> _TÂCHES À RÉALISER_:
A. D'après l'extrait, combien de programmes de réinsertion l'Ambassade de France en Arménie a-t-elle annoncé avoir validés le 15 février ?
B. Pourquoi, selon l'extrait, Angela et son mari sortent-ils de chez eux à peine couverts en ce matin d'hiver ? Répondez en une à trois phrases.
C. Reproduisez le passage de l'extrait depuis "Le 15 février" jusqu'à "local de l'OFII." inclus.

> _EXTRAIT_:
_ _ _ _ _ _ _

Migration – l'espoir du retour volontaire

Société
18.02.2022

Le 15 février dernier, l'Ambassade de France en Arménie annonçait la validation de 18 programmes de réinsertion élaborés par l'Office français de l'immigration et de l'intégration (l'OFII), à destination d'anciens migrants arméniens de retour au pays. Le Courrier d'Erevan avait rencontré d'anciens bénéficiaires il y a tout juste quelques semaines, à l'occasion d'une visite terrain d'évaluation par le bureau local de l'OFII.

Par Olivier Merlet

Khachpar – Province d'Ararat

En ce petit matin d'hiver, une fine couche de neige recouvre les environs d'Erevan. Juste un tapis, l'hiver est très doux cette année. Les poteaux électriques qui longent la route de Khachpar à une dizaine de kilomètres de la capitale, sont tous surmontés d'impressionnants nids de cigogne, désertés pour la mauvaise saison.  Une petite bâtisse à l'entrée du hameau. Angela et son mari sortent de chez eux, à peine couverts, sécateur a la main pour elle, pulvérisateur sur le dos pour lui. Ils sont horticulteurs. « Pas besoin de s'habiller, la serre est bien chauffée ».

_ _ _ _ _ _ _

> _DONNÉES ÉTUDIÉES_:

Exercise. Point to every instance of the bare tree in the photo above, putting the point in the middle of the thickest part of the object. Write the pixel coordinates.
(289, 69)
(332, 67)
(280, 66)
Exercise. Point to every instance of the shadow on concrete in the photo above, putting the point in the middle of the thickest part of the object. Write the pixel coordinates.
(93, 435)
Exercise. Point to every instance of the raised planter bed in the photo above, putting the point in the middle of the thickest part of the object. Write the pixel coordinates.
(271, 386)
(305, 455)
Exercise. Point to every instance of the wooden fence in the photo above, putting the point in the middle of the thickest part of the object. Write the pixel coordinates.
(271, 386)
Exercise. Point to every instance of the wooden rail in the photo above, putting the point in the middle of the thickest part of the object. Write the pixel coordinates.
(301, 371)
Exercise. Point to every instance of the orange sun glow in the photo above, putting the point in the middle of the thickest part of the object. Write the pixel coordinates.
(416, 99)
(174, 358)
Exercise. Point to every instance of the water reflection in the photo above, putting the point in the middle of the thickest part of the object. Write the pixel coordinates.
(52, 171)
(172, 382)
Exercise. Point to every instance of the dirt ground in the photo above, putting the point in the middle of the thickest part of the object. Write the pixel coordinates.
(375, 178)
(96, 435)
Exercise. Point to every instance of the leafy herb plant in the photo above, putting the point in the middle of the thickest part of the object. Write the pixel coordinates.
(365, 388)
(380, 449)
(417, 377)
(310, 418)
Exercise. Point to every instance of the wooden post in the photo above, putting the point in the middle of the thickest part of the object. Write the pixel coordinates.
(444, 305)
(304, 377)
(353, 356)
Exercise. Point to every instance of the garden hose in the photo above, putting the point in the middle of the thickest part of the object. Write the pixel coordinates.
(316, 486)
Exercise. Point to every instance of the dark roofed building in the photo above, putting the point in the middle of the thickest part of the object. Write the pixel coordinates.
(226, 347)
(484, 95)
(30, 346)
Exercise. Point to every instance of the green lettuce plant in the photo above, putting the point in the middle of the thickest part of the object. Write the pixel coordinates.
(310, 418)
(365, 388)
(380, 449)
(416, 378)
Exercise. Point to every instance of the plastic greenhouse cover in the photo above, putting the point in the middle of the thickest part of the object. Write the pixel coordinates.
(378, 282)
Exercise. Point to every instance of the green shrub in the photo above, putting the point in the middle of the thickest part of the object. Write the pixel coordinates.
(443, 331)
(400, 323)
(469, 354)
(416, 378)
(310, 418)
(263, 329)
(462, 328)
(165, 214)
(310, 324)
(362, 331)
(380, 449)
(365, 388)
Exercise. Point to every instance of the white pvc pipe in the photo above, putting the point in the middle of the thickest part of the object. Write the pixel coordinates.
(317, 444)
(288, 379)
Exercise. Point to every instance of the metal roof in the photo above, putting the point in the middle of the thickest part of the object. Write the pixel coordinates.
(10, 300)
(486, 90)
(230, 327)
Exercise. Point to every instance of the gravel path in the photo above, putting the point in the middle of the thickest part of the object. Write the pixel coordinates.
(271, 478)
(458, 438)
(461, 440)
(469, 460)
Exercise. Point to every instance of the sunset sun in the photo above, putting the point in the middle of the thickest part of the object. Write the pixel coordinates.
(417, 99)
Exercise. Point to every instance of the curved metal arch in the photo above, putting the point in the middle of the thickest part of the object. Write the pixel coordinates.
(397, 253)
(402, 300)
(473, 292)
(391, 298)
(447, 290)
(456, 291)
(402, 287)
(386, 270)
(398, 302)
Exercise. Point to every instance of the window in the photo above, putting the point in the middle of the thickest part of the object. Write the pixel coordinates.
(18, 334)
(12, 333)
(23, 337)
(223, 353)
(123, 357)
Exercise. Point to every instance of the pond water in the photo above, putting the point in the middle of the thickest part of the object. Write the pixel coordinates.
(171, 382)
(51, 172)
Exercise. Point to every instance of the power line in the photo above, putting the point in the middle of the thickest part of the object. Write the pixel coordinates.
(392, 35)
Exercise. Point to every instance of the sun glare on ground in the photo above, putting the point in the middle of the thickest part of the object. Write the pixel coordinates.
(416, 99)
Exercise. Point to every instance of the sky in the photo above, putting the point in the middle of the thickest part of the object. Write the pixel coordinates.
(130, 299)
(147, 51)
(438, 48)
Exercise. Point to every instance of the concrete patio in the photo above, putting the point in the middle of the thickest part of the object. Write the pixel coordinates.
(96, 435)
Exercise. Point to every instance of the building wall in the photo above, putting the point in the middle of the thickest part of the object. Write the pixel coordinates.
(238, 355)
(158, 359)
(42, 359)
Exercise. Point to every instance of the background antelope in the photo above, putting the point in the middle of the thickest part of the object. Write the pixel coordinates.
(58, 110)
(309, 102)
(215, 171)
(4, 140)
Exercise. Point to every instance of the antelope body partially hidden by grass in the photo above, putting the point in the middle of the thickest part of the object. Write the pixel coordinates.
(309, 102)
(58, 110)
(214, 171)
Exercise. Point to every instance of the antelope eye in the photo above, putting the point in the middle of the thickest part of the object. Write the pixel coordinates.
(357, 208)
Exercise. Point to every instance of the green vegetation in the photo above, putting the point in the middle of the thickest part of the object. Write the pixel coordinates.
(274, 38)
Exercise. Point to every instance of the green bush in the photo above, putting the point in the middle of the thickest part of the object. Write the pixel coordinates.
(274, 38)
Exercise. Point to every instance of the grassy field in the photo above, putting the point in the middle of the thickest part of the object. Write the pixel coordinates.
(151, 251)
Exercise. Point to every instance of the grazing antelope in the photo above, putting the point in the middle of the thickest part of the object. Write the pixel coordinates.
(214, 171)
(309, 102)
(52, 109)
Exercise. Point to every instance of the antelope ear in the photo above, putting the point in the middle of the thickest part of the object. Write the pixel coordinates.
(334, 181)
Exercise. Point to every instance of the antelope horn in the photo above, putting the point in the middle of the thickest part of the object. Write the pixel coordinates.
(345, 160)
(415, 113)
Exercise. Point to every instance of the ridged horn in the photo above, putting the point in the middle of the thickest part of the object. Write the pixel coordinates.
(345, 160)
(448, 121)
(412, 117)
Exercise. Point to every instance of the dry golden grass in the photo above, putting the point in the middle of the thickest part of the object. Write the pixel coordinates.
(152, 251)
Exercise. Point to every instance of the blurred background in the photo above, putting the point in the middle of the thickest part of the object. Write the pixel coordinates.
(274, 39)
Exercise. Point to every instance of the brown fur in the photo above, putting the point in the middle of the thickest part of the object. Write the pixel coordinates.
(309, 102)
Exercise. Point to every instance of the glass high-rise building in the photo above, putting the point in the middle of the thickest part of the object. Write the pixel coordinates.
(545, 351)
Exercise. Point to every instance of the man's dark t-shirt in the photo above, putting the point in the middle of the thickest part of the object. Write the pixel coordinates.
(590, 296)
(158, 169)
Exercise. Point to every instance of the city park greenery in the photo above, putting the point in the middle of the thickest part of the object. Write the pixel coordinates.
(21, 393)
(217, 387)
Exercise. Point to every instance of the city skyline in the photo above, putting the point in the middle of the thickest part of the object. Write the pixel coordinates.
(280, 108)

_ _ _ _ _ _ _

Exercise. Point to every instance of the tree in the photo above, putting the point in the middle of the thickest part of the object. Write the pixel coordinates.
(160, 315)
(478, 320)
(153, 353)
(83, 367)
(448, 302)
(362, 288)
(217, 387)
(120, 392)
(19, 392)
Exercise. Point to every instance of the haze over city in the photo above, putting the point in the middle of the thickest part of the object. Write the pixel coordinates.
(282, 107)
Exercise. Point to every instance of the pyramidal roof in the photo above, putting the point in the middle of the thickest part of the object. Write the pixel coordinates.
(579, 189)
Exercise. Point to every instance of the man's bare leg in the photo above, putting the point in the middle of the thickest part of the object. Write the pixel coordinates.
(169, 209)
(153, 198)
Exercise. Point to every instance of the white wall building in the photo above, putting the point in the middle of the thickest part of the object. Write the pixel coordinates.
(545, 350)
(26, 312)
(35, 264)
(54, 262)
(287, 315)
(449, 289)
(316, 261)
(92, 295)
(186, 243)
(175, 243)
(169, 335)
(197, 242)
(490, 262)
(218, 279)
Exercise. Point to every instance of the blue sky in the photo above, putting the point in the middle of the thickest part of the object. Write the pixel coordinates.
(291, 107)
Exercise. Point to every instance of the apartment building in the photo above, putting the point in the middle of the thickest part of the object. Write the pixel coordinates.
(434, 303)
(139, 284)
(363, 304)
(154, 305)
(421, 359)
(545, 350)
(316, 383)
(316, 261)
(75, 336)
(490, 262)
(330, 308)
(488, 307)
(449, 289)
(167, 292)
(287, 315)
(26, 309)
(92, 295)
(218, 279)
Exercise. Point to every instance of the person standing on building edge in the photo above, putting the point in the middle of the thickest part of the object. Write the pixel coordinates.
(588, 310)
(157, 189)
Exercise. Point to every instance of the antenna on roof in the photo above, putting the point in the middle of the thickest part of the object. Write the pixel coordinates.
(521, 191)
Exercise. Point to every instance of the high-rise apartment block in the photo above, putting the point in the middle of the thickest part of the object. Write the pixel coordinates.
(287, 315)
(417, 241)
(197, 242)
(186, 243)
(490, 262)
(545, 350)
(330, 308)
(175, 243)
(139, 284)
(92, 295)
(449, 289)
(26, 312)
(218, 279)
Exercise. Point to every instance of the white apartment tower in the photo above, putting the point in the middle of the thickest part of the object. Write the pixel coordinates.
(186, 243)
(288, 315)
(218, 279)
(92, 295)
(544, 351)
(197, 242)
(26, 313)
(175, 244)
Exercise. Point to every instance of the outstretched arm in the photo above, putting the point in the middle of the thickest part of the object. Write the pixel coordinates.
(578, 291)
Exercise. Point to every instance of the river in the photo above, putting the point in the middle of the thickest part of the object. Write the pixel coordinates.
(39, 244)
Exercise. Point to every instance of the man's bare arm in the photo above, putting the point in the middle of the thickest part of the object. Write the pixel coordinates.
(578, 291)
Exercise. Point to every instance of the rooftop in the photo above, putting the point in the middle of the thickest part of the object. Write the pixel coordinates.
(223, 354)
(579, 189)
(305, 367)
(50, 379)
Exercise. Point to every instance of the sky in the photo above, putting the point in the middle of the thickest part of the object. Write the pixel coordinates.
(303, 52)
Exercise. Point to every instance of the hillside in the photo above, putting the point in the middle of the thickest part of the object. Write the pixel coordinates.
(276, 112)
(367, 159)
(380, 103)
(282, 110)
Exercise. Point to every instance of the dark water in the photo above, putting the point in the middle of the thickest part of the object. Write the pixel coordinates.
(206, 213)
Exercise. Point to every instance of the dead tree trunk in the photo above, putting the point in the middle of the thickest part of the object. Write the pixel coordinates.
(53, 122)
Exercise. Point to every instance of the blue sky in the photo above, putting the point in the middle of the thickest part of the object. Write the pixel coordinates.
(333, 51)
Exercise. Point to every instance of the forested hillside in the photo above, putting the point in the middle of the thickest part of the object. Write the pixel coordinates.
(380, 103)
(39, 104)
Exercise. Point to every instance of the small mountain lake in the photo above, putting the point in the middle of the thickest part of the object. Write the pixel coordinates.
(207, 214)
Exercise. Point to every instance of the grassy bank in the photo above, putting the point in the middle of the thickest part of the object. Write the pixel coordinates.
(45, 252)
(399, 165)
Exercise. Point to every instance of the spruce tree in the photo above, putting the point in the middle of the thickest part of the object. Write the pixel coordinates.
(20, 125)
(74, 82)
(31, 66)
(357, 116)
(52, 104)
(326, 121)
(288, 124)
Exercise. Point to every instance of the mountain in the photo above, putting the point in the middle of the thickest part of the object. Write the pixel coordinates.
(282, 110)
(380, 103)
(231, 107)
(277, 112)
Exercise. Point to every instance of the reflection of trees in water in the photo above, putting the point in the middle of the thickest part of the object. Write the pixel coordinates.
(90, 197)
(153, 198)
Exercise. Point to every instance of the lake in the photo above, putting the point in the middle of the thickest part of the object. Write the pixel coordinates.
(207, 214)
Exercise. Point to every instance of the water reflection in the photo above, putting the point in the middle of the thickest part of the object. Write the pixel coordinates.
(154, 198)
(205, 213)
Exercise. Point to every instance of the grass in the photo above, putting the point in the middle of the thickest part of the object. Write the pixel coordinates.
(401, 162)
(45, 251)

_ _ _ _ _ _ _

> _RÉPONSES NUMÉROTÉES_:
A. Dix-huit programmes de réinsertion.

B. Ils n'ont pas besoin de s'habiller, car la serre où ils travaillent comme horticulteurs est bien chauffée.

C.
Le 15 février dernier, l'Ambassade de France en Arménie annonçait la validation de 18 programmes de réinsertion élaborés par l'Office français de l'immigration et de l'intégration (l'OFII), à destination d'anciens migrants arméniens de retour au pays. Le Courrier d'Erevan avait rencontré d'anciens bénéficiaires il y a tout juste quelques semaines, à l'occasion d'une visite terrain d'évaluation par le bureau local de l'OFII.